===== TEXT PROVIDED =====

Friday, 1 June 2012

Racist MBC Video: Some Perspective and Marching Orders

Scroozle has posted a subtitled (translated) version of a video made by MBC, one of Korea's major broadcasting corporations, about "The Shocking Reality About Relationships With Foreigners."

The video is exploding on Facebook, and I dare not open my twitter stream...

I have a few thoughts about this piece, and a few ideas about how to respond effectively. I'll try to be as brief as I can.

But first...
Meet Babyseyo. I don't want him to grow up in a country that tells him his mother was a victim of his father.

1. Things are getting better.
As upset as we all are, things are getting better here in Korea, when it comes to this kind of race-baiting.

In 2005, SBS ran an episode of a show based on a controversial post at a website called "English Spectrum" (that post) (that episode)
And this happened. (Chosun Ilbo)

Immediately after the broadcast, the bulletin board on the program's website was flooded with over 1,000 furious posts. "I was so infuriated after the broadcast that I couldn't sleep," one read. "I'm frightened to send my children to an English academy," read another. "Foreign language institutes must do some soul-searching," said a user giving their name as Han Seon-yeong. "We must quickly deport all those low-quality foreign English teachers who try to pick up girls near Hongik University or Apgujeong." 
The extreme nature of some of the attacks has led to concerns for the safety of foreign residents in Korea. "After watching the broadcast, I began to look differently at the native English speaker who teaches in the elementary school where I work and the Korean English teacher who works in the same classroom," a user giving her name as Yun Eun-hwa said.
This time, when MBC does another hit piece, according to Busan Haps, "The video has spawned thousands of comments, overwhelmingly negative, against the broadcaster, with thousands of views and over 600 video shares in a matter of hours."

Comparing the release of photos from 2005's "Playboy Party," which inspired the Anti-English Spectrum, and for example, the appearance of the "See These Rocks" video, which got a week or so of coverage, maximum, and then kind of faded from memory as After School released a new video or something... things are getting a LOT better. Let's remember that, and be willing to mention that when we talk with people about this video.

When the awful awful Suwon rape/murder/dismemberment story was in the news, we got "Half of Foreigners Still Not Fingerprinted" (Chosun), but we also got "Don't Paint All Foreign Workers With Same Brush"

That said... a video like this is still bad, and wrong, and DOES merit a response, every time, until MBC and other outlets figure out that "Korea doesn't roll that way anymore."

===== RECORDED DATA =====

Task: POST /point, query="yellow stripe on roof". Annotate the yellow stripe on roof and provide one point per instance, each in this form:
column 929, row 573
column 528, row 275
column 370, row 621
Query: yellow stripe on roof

=====

- WORK TO COMPLETE
1. Translate this sentence from the post about the MBC video into Spanish: "I have a few thoughts about this piece, and a few ideas about how to respond effectively."
2. Carry on the post about the MBC video from its final sentence, keeping the author's voice and numbered format.

- ANSWER LIST
1. Tengo algunas reflexiones sobre este reportaje y algunas ideas sobre cómo responder de manera eficaz.

2.
Interestingly, a quick scan of headlines shows that the Chosun (the conservative paper) is more likely to  race-bait than the Hankyoreh, the most influential progressive paper.

Oh... and Scroozle mentions the 2018 Olympics, as in "Korea's on the global stage now... this kind of thing won't wash anymore" ... sorry to say it, but the 1988 Olympics were awarded to Seoul barely more than a year after Chun Doo-hwan had massacred hundreds and maybe thousands of democracy protesters in Gwangju, and a mere two years after Tiannanmen Square, the head of the IOC was encouraging China to put in a bid for the 2000 Olympic games that went to Sydney. As blind eyes go, the IOC clearly knows where their bread is buttered, and will cheerfully turn a blind eye to this, and secretly high-five each-other if this is the worst thing they have to ignore in the build-up to Pyeongchang 2018.


2. Let's not forget foreign men are not the only victim of this video...
Along with the old "Korea throwing Foreigners under the bus" thing, let's not forget, and let's be quite loud in voicing the other major problem with this video: the way it treats Korean women as if they are idiots with no self-agency, ripe and passive victims to the blue-eyed voodoo of white males. 

Because this video is just as much about women being easily duped and victimized, as it is about foreign men, and the idea that Korean women are helpless, faced with foreign men, is insulting to the intelligence and freedom of Korean women. It also has hints of possessiveness -- "they're OUR women..." which is also insulting and degrading to Korea's smart, dynamic, diverse, well-educated and self-determining females.


3. The ideal response (to this video)
There's a facebook group that appeared really suddenly, and has amassed over 4500 members as of this writing. They are talking about different ways foreigners could respond to this video. There aren't enough of us to make a boycott matter. E-visa holders run the risk of deportation if they protest something openly. Crashing MBC's website won't do much good in the long run.

So what IS needed?

Well, to begin with, it'd be awesome if there were a civic group in Korea, composed of expats and migrants, who basically acted as a watchdog for stuff like this. An anti-defamation league of language-savvy expats keeping an eye on media in general, publicizing cases, and making sure that racism in Korean media doesn't pass unchecked. But that doesn't exist yet.

I think the most powerful response to a video like this would be another video. A video that reminds MBC of the impact of spreading hateful messages. A video of long-term expats who speak Korean. Or who have families: multicultural families with kids who are Korean citizens, who attend Korean schools, who speak Korean, who have Korean grandmothers and grandfathers who adore them. Speaking to a MBC, and the rest, in Korean, saying, "Don't tell Koreans my father has HIV. Don't tell Koreans my mother is probably a criminal. Don't tell Koreans my wife is a victim. I CHOSE to marry my foreign wife. I CHOSE to marry my foreign husband, because we love each other. Pretending foreigners are all criminals hurts Korean families. It hurts your kid's teacher. It hurts the fathers and mothers of Korea's next generation. It teaches children to hate people, and hate hurts Korea."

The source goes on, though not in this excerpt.